Put each line of the rows below into a Markdown table with two columns, Number and Text, numbering them in order and skipping blank lines. Leave the pictures out of the table.
-=-=-=-=-
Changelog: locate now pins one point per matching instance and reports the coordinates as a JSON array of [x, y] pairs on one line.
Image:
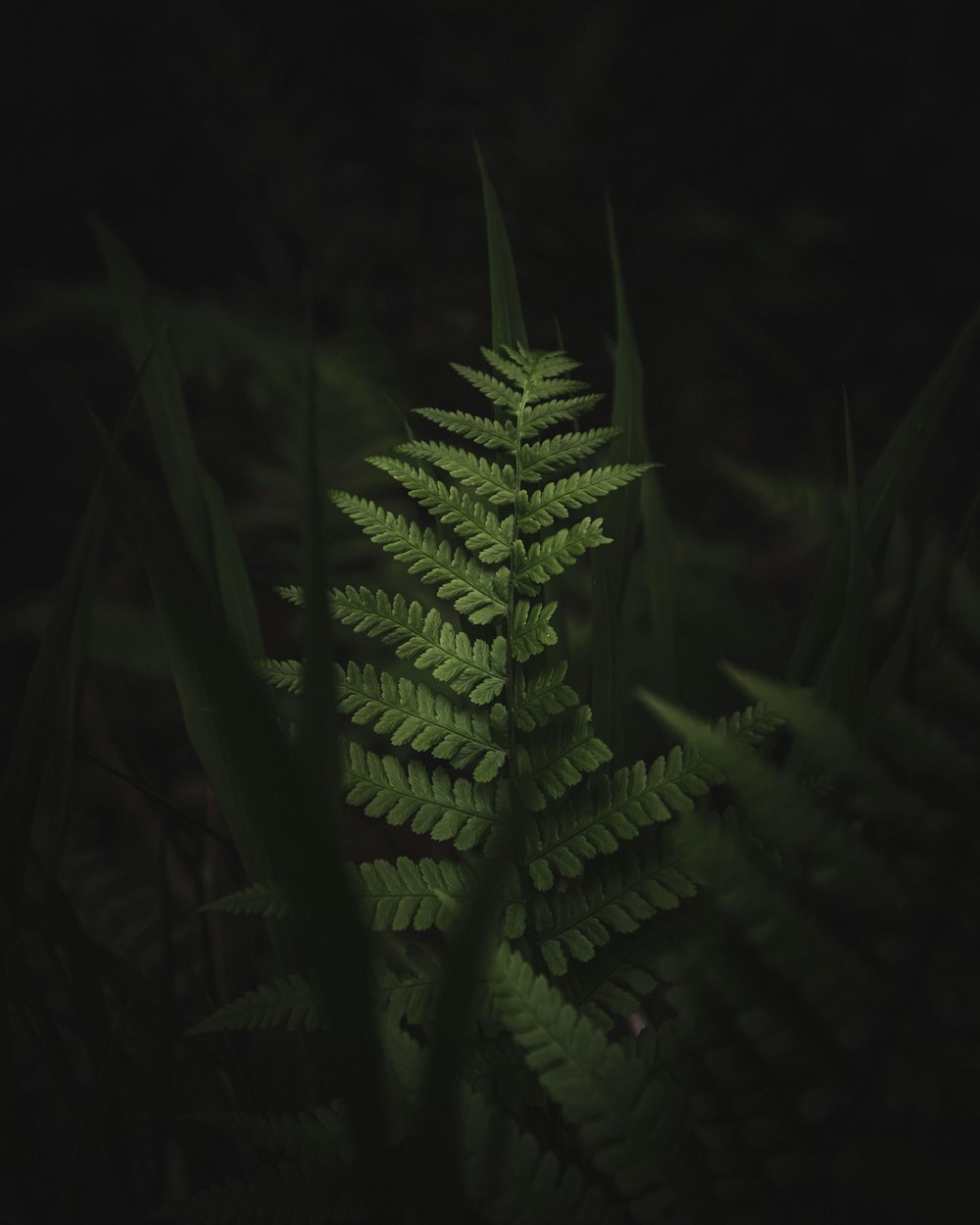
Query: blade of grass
[[234, 586], [274, 818], [881, 496], [506, 317], [310, 862], [163, 397], [843, 679], [612, 566]]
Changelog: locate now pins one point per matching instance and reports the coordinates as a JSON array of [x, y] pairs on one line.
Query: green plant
[[788, 924]]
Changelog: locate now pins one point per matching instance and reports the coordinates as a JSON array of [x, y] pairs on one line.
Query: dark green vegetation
[[783, 898]]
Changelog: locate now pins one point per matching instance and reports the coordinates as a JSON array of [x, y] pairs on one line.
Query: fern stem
[[528, 944]]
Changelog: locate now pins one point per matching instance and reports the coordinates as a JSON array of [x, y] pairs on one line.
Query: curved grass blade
[[611, 568], [843, 679], [881, 496], [270, 807], [506, 317]]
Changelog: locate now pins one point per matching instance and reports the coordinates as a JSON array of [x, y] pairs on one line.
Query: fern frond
[[289, 1194], [437, 805], [287, 1004], [483, 430], [617, 897], [530, 631], [473, 588], [558, 760], [539, 697], [539, 459], [412, 714], [282, 674], [322, 1135], [411, 996], [558, 498], [483, 532], [613, 808], [263, 900], [419, 893], [292, 593], [514, 1182], [527, 367], [484, 478], [548, 413], [534, 564], [612, 1101], [493, 388], [475, 667], [618, 807]]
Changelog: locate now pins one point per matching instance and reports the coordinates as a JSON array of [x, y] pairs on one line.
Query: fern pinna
[[506, 765]]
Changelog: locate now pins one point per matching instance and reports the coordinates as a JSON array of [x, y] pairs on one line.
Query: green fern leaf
[[421, 895], [558, 760], [383, 787], [412, 714], [530, 631], [539, 459], [557, 499], [318, 1136], [473, 589], [616, 900], [475, 667], [484, 478], [479, 527], [293, 594], [484, 430], [282, 674], [285, 1004], [514, 1182], [289, 1194], [539, 697], [534, 564], [609, 1098], [265, 901]]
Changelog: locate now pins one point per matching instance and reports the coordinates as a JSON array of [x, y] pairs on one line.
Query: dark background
[[795, 187]]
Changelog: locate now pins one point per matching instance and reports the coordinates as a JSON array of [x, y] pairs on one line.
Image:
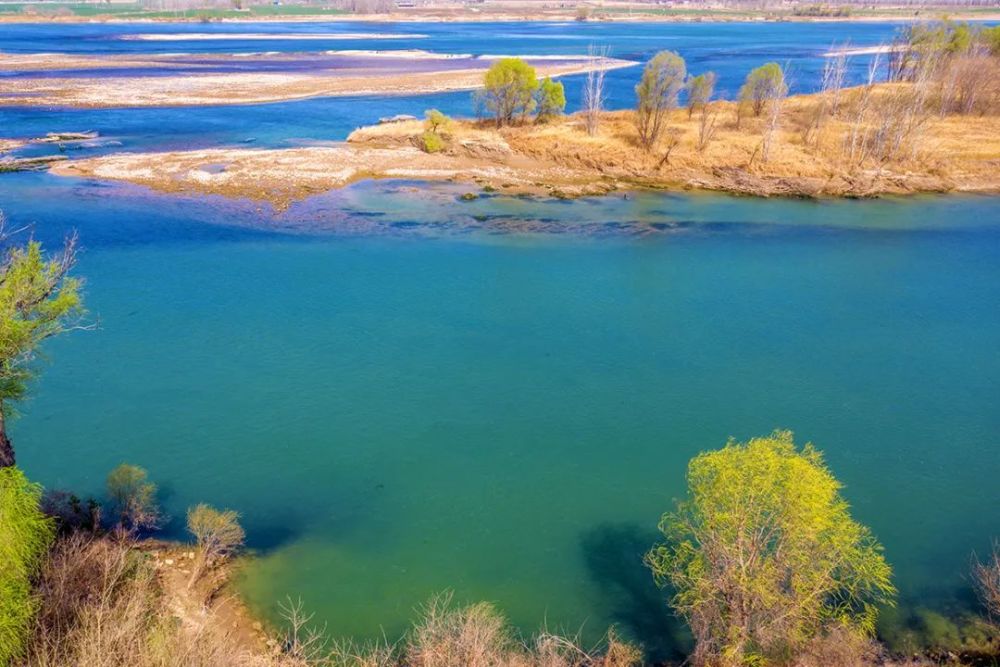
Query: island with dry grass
[[944, 153]]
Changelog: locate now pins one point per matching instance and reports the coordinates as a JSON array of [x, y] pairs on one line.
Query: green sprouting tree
[[436, 121], [762, 86], [656, 94], [700, 91], [25, 535], [38, 299], [133, 498], [509, 91], [551, 98], [764, 555]]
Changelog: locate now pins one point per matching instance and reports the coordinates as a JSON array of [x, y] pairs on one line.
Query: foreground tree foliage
[[656, 94], [509, 91], [38, 299], [765, 558], [25, 536]]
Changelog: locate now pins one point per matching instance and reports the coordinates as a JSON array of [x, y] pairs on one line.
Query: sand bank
[[262, 36], [249, 87]]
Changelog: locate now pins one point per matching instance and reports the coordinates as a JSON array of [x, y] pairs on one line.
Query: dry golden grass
[[938, 154]]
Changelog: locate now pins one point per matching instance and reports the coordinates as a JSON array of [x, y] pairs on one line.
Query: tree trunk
[[6, 448]]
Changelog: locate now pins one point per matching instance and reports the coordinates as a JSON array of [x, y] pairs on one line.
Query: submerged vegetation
[[763, 560]]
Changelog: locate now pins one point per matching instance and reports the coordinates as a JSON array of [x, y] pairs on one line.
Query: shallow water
-=-=-=-=-
* [Result for this exercise]:
| Number | Text |
|---|---|
| 1 | Changelog: locate now pins one point per matching instance and reports the coordinates as a JSON array of [x, y] pairs on one line. |
| 2 | Image: |
| 3 | Query: blade of grass |
| 4 | [[234, 586], [274, 818], [881, 496], [506, 317], [310, 862], [163, 397], [843, 679], [612, 566]] |
| 5 | Changelog: locate now pins one point per matching instance and reports the coordinates as a JSON array of [x, y] pairs on one line. |
| 6 | Query: green plant |
| 7 | [[788, 924]] |
| 8 | Changelog: locate now pins one point per matching instance and reports the coordinates as a JSON array of [x, y] pairs on one line. |
| 9 | Query: dark green vegetation |
| 10 | [[783, 898]] |
| 11 | Changelog: locate now pins one point per matching instance and reports the coordinates as a JSON array of [x, y] pairs on one line. |
| 12 | Query: fern stem |
| 13 | [[528, 944]] |
| 14 | Changelog: locate now pins one point per matching instance and reports the coordinates as a JSON array of [x, y] pairs on one line. |
| 15 | Query: curved grass blade |
| 16 | [[611, 568], [843, 679], [881, 496], [270, 807], [506, 317]] |
| 17 | Changelog: locate now pins one point per matching instance and reports the coordinates as a JSON array of [x, y] pairs on one line. |
| 18 | Query: fern frond |
| 19 | [[289, 1194], [437, 805], [287, 1004], [483, 430], [617, 897], [530, 631], [473, 588], [558, 760], [539, 697], [539, 459], [412, 714], [282, 674], [322, 1135], [411, 996], [558, 498], [483, 532], [613, 808], [263, 900], [419, 893], [292, 593], [514, 1182], [527, 367], [484, 478], [548, 413], [534, 564], [612, 1101], [493, 388], [475, 667], [618, 807]] |
| 20 | Changelog: locate now pins one point per matching instance and reports the coordinates as a JSON array of [x, y] pairs on one line. |
| 21 | Query: fern pinna |
| 22 | [[506, 765]] |
| 23 | Changelog: locate now pins one point per matching instance and reports the coordinates as a JSON array of [x, y] pairs on one line. |
| 24 | Query: green fern leaf |
| 25 | [[421, 895], [558, 760], [383, 787], [412, 714], [530, 631], [539, 459], [557, 499], [318, 1136], [473, 589], [616, 900], [475, 667], [484, 478], [479, 527], [293, 594], [484, 430], [282, 674], [285, 1004], [514, 1182], [289, 1194], [539, 697], [534, 564], [609, 1098], [265, 901]] |
| 26 | Changelog: locate now pins one point per matching instance and reports the coordinates as a JSON array of [x, y] pairs on one line. |
| 27 | Query: dark background |
| 28 | [[795, 187]] |
| 29 | Changelog: locate now pins one point per matching instance and reports the coordinates as a JSON array of [x, y] pairs on one line. |
| 30 | Image: |
| 31 | Query: island with dry grass |
| 32 | [[944, 153]] |
| 33 | Changelog: locate now pins one point per matching instance and reports the coordinates as a JSON array of [x, y] pairs on one line. |
| 34 | Query: green sprouting tree |
| 35 | [[436, 121], [762, 86], [656, 94], [700, 91], [25, 535], [38, 299], [133, 498], [509, 91], [551, 98], [764, 555]] |
| 36 | Changelog: locate now pins one point per matching instance and reports the coordinates as a JSON array of [x, y] pairs on one line. |
| 37 | Query: foreground tree foliage |
| 38 | [[656, 94], [509, 91], [38, 299], [765, 558], [25, 536]] |
| 39 | Changelog: locate now pins one point per matching instance and reports the coordinates as a JSON array of [x, y] pairs on one line. |
| 40 | Query: sand bank |
| 41 | [[262, 36], [249, 87]] |
| 42 | Changelog: locate now pins one point per matching instance and reports the coordinates as a JSON array of [x, y] pairs on one line. |
| 43 | Query: dry golden grass |
| 44 | [[938, 154]] |
| 45 | Changelog: locate now pins one point per matching instance and reports the coordinates as a JSON array of [x, y] pairs on one line. |
| 46 | Query: tree trunk |
| 47 | [[6, 448]] |
| 48 | Changelog: locate now pins one point per matching instance and reports the coordinates as a JSON array of [x, y] pairs on one line. |
| 49 | Query: submerged vegetation |
| 50 | [[763, 560]] |
| 51 | Changelog: locate now pins one point per matching instance and reports the coordinates as a JSON array of [x, y] pairs on one line. |
| 52 | Query: shallow water |